This course offers a scholarly introduction to the Gospels of Mark, Matthew, Luke, and John with an approach that seeks to situate these texts within their original historical, literary, and religious contexts. Through a comparison of the four Gospels the themes that distinguish each book regarding its portrait of Jesus and the demands of the Christian life will be studied. Attention to the sources, audiences, the nature of multiple forms of oral communication within the written texts, and the perspective of each author will be emphasized.

Course Rotation: Fall;NYC:PLV
RES 260  The Religion of Islam  (3 credits)  

This class will engage in a comprehensive study of the religion of Islam, beginning with the life and teachings of the Prophet Muhammad. Students will study the early history of Islam in the Arabian Peninsula, its expansion in the seventh and eighth centuries, and have an overview of the history of the Caliphate, the various Islamic dynasties up to the end of the Ottoman Empire. Students will read the Quran in it’s entirely in a recent translation, and be introduced to the other major genres of Islamic religious literature, such as the Hadith. The class will also have an overview of Islamic art, since it is impossible to separate the great achievements of Islamic art from the religion itself, and since Islamic art has had such an enormous impact on the art of other civilizations.

Course Rotation: NY;Fall
RES 262  Buddhism  (3 credits)

(Dataset excerpt)
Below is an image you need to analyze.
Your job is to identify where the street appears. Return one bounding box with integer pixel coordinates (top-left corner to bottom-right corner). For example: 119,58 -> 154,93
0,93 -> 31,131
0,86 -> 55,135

(Task objective)
Name every Gospel that the course listing above says the introductory course covers.

(Task solution)
Mark, Matthew, Luke, and John.